▶ _Vorliegender Textauszug_:
>>>
SPOBIS: „Habe Kahn nie gehasst, aber auch nicht geliebt“

Tolle Einblicke lieferten uns Jens Lehmann und Michael Makus  (NRW-Sportchef, BILD-Zeitung) bei der Podiumsdiskussion im Rahmen des SPOBIS am 30. Januar 2020.

Zum Thema „Feindschaft plus – Wie Rivalität im Sport richtig vermarktet werden kann“ gaben Prof. Dr. Sebastian Uhrich und Dr. Johannes Berendt zunächst einen Überblick zu ihren Forschungsergebnissen. Vom von Fans bevorzugten Tabellenplatz des Erzrivalen, über die genaue Bedeutung von Rivalität im Sport, bis hin zu der richtigen Vereinskommunikation über die Spiele gegen den Erzrivalen, zeigten sie, dass Forschung kurzweilig und unterhaltsam vermittelt werden kann – und vor allem der Praxis helfen kann.
<<<
▶ _Arbeitsaufträge_:
- a) Schreiben Sie aus dem Bericht zum SPOBIS die Stelle zwischen „Tolle Einblicke lieferten“ und „30. Januar 2020.“ einschließlich wortgetreu ab.
- b) Erläutern Sie anhand des Berichts zum SPOBIS in ein bis drei Sätzen, wodurch Prof. Dr. Sebastian Uhrich und Dr. Johannes Berendt zeigten, dass Forschung kurzweilig vermittelt werden und der Praxis helfen kann.

▶ _Ausgewählte Datensätze_:
>>>
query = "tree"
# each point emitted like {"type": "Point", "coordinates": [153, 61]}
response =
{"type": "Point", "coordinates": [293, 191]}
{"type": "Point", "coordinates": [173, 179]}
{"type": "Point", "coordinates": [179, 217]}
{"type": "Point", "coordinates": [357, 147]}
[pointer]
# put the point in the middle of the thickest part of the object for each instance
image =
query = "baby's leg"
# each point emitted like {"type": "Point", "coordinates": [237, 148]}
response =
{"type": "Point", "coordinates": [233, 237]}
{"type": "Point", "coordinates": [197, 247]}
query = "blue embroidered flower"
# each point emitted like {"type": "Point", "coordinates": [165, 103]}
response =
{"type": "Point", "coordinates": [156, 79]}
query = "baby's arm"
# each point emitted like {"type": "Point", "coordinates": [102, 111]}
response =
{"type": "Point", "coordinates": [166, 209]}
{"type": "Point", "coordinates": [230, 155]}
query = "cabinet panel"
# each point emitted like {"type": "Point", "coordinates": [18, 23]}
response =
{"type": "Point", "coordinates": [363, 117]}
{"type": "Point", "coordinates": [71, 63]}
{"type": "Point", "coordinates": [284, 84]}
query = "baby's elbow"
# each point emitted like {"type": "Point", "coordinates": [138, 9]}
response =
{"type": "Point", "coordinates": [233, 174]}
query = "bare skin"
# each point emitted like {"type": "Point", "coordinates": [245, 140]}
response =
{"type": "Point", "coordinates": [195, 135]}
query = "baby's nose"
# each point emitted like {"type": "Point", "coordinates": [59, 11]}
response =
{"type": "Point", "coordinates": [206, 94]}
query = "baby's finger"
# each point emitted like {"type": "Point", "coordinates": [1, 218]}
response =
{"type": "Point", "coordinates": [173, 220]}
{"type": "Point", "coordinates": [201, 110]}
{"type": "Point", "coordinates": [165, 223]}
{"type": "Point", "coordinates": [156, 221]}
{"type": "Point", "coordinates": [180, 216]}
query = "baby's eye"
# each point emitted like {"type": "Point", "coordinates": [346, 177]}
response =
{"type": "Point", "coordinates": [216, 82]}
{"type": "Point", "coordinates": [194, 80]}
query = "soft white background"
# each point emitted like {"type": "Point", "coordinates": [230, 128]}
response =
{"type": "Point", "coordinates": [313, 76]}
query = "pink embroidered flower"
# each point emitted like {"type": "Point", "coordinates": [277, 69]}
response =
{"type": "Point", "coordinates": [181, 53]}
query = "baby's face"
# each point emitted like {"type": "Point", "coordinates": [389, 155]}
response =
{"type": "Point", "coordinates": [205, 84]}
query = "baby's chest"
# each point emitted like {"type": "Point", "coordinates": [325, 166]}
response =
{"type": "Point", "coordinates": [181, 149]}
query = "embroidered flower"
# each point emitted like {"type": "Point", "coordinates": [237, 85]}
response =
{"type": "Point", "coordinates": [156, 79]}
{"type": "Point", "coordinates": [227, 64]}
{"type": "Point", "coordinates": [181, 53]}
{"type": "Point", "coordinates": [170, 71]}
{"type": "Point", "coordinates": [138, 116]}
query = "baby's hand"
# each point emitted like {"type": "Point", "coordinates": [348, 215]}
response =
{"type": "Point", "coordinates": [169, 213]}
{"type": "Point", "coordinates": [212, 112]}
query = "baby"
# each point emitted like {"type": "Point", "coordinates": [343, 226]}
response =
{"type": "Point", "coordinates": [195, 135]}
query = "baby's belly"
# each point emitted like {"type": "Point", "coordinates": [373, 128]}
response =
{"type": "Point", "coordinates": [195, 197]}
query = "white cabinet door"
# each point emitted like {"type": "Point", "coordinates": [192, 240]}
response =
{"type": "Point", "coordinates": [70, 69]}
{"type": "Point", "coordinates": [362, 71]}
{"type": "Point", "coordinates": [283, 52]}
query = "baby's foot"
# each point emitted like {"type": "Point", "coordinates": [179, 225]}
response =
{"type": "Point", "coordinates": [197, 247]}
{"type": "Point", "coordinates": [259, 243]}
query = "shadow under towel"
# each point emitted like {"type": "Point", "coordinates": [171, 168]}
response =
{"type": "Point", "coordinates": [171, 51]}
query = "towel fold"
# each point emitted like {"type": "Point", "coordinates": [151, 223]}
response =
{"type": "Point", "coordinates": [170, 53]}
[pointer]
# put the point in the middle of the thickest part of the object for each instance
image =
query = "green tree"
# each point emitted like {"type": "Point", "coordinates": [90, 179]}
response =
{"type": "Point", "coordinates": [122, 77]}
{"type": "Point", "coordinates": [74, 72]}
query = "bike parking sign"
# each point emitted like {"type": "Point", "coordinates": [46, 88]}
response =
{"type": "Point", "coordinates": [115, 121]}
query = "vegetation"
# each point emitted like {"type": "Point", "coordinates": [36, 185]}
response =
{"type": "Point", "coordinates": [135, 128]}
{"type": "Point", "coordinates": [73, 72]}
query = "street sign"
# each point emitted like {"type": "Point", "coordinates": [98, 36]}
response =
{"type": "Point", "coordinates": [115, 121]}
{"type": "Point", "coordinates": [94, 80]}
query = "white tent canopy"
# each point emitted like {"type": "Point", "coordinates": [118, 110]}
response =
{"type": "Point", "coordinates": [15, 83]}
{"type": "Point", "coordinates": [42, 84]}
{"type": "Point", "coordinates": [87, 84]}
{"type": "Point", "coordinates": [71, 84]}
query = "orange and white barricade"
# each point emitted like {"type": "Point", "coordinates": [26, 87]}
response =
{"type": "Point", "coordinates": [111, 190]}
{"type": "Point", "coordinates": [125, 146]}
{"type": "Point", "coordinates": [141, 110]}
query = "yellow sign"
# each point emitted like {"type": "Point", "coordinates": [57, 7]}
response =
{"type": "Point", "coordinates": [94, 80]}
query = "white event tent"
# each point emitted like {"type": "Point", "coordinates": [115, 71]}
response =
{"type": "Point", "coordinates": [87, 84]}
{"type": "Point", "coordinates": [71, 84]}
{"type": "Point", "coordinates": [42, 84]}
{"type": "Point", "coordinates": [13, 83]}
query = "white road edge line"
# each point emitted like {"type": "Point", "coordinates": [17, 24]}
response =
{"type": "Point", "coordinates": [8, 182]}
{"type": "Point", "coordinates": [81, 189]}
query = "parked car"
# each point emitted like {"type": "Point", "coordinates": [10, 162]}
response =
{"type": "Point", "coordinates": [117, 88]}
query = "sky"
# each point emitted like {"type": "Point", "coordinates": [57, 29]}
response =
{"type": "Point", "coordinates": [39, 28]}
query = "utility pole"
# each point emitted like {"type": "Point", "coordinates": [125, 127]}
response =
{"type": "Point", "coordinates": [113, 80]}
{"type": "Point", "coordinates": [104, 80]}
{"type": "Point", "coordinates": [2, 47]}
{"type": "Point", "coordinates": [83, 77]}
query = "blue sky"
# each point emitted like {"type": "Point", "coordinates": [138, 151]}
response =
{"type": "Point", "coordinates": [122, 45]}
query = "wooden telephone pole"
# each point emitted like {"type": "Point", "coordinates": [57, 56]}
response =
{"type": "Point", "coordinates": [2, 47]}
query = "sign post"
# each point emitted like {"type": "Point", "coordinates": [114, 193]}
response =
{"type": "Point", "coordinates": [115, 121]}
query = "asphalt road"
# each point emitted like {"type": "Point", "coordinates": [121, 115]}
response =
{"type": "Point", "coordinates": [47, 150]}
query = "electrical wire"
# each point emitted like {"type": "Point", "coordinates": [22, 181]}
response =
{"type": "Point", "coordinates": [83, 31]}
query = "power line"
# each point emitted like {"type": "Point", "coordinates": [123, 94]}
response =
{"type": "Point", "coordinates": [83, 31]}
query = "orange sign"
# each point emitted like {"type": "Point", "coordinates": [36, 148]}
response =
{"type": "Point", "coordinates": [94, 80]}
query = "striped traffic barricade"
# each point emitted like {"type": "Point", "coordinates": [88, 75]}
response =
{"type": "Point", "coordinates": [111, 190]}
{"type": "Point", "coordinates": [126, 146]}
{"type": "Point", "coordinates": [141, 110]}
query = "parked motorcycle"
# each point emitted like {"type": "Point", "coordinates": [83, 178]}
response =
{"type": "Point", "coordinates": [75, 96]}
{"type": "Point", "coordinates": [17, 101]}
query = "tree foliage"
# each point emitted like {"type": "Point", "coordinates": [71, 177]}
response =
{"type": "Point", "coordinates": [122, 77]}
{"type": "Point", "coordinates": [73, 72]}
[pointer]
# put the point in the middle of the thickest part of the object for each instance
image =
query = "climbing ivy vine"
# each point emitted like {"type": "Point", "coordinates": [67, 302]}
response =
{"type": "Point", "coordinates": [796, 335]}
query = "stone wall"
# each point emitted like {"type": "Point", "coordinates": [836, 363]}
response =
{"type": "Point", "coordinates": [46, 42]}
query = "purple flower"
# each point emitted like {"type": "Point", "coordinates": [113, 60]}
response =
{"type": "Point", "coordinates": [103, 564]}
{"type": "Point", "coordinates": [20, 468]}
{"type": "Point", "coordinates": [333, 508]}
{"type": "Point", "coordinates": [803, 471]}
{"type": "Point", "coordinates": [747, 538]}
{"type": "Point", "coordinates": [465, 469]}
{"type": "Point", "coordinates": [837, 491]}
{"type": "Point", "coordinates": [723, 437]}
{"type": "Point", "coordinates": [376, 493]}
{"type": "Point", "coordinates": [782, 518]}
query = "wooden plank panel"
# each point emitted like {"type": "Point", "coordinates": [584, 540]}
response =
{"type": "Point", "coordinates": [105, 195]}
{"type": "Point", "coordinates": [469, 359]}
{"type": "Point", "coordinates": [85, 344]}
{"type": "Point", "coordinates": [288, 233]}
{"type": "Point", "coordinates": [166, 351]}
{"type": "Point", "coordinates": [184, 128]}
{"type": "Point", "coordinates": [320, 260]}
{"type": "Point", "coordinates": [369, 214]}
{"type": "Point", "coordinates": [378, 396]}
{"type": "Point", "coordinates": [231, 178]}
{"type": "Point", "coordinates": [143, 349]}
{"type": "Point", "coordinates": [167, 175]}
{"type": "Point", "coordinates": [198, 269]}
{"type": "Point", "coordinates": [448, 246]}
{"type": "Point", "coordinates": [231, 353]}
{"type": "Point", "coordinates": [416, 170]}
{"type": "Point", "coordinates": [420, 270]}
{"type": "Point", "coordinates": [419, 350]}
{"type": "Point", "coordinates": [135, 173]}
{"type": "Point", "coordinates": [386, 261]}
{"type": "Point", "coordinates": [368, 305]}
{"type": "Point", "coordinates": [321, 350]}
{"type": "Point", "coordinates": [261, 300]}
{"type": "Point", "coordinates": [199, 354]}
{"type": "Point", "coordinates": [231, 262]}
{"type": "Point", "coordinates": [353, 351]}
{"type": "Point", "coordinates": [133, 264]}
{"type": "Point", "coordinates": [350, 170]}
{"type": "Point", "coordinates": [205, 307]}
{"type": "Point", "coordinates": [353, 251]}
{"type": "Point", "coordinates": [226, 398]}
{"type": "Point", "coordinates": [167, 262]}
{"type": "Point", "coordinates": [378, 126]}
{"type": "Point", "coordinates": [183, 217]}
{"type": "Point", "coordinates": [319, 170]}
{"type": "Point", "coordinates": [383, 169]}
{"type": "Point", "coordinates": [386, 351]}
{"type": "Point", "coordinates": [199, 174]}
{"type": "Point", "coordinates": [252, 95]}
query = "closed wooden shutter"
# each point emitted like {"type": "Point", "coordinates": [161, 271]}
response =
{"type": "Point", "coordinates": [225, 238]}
<<<
▶ _Lösungen_:
- a)
Tolle Einblicke lieferten uns Jens Lehmann und Michael Makus  (NRW-Sportchef, BILD-Zeitung) bei der Podiumsdiskussion im Rahmen des SPOBIS am 30. Januar 2020.

- b) Sie gaben einen Überblick über ihre Forschungsergebnisse zum Thema „Feindschaft plus – Wie Rivalität im Sport richtig vermarktet werden kann“. Dieser reichte vom Tabellenplatz des Erzrivalen, den Fans bevorzugen, über die genaue Bedeutung von Rivalität im Sport bis zur richtigen Vereinskommunikation über die Spiele gegen den Erzrivalen.